Please pull out every line of the rows below that contains the word "opening", and copy each one in full.

*-*-*

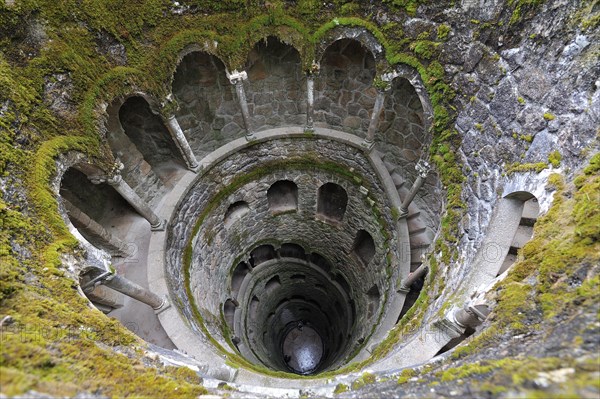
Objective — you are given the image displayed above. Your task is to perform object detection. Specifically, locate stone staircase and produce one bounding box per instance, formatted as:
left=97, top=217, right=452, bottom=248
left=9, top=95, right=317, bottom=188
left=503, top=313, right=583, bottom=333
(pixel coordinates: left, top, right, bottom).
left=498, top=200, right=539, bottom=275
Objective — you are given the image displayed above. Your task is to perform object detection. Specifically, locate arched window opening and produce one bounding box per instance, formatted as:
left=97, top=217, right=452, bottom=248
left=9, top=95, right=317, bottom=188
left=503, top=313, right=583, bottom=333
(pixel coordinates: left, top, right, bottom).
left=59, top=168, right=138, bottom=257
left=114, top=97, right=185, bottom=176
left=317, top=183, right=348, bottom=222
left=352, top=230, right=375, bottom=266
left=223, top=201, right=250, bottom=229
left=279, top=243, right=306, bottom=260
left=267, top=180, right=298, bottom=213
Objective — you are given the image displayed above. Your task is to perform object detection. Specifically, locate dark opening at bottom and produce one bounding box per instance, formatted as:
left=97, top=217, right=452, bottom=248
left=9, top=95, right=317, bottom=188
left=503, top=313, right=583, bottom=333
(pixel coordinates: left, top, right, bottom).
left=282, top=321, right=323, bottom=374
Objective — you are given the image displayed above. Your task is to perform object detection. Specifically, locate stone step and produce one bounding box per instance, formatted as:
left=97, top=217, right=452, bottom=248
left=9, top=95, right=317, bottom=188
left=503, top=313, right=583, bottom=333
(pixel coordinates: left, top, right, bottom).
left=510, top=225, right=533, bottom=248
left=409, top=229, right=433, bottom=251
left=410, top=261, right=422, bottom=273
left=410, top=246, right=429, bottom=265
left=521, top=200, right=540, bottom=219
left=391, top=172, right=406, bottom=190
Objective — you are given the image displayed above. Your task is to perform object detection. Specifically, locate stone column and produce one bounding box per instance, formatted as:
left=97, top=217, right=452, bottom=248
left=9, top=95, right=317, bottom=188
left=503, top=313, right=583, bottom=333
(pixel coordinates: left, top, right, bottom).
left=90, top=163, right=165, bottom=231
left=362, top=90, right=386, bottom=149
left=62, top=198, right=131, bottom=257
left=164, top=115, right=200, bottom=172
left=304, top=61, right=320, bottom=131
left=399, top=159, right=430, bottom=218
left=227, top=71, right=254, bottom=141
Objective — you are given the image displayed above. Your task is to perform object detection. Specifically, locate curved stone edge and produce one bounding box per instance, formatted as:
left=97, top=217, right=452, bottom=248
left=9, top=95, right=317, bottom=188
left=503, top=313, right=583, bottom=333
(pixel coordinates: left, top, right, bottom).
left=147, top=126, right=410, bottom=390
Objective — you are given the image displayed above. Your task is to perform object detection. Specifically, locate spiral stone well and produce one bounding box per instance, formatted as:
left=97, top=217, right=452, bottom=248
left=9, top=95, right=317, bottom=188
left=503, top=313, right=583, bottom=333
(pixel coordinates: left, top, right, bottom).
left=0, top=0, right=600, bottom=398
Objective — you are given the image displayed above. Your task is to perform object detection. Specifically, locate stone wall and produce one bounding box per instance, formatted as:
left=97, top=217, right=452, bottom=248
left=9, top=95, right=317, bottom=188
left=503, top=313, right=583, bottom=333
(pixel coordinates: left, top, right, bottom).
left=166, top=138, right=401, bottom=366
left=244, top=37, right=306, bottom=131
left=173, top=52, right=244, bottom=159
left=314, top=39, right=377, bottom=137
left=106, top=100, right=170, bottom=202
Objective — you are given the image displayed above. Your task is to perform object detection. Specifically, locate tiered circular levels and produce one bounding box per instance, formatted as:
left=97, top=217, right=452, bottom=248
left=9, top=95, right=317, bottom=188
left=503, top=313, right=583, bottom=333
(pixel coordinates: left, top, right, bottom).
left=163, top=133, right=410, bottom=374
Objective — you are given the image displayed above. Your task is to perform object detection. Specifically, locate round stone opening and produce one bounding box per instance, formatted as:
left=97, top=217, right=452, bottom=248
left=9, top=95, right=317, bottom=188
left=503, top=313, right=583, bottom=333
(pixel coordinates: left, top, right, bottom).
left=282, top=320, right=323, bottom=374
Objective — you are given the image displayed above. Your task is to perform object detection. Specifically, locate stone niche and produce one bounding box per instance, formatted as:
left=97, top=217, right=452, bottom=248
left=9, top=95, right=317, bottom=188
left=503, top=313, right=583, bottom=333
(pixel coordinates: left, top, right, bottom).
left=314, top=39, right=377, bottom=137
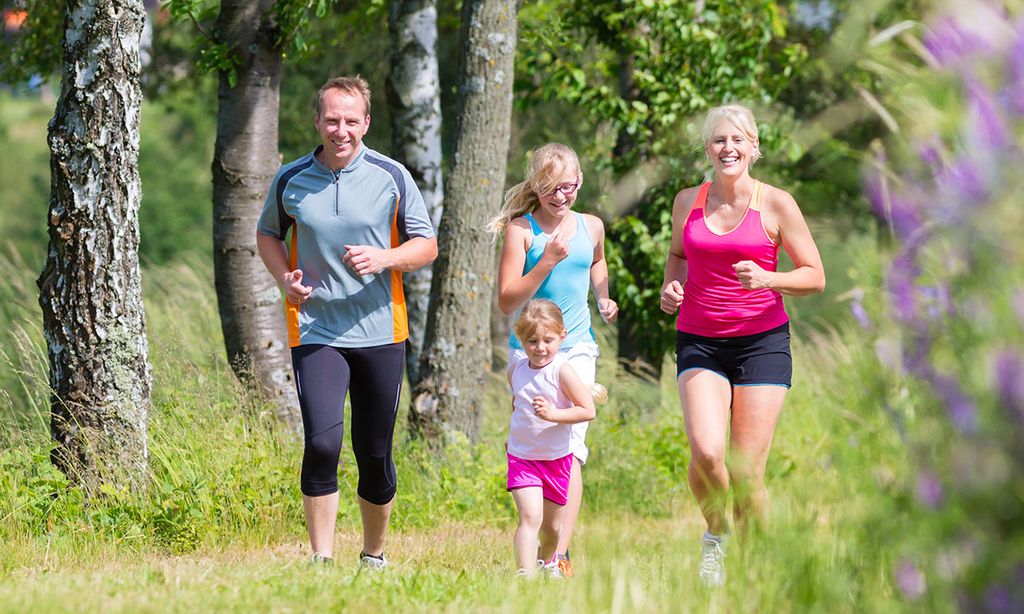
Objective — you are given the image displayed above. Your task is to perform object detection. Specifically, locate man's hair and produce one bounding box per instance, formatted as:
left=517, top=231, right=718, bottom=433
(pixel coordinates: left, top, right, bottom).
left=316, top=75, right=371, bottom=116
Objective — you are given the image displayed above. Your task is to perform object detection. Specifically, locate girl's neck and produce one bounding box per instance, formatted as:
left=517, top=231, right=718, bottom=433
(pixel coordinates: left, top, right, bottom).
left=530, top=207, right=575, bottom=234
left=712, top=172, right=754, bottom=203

*-*-*

- [RESPONSE]:
Objective — you are given the image displayed above. Your task is to perform object detection. Specifically, locate arched window opening and produce one bounding box per instance, formatted as:
Objective — you are given the image displayed above. Your task is to perform object detection. Specifically, locate dark opening at bottom and produce one bounding box per instance, formatted as:
Objective — you are given the image displayed above. Your task is to perform object detection. Specifically, locate round stone opening and produce one bounding box per instance, formatted as:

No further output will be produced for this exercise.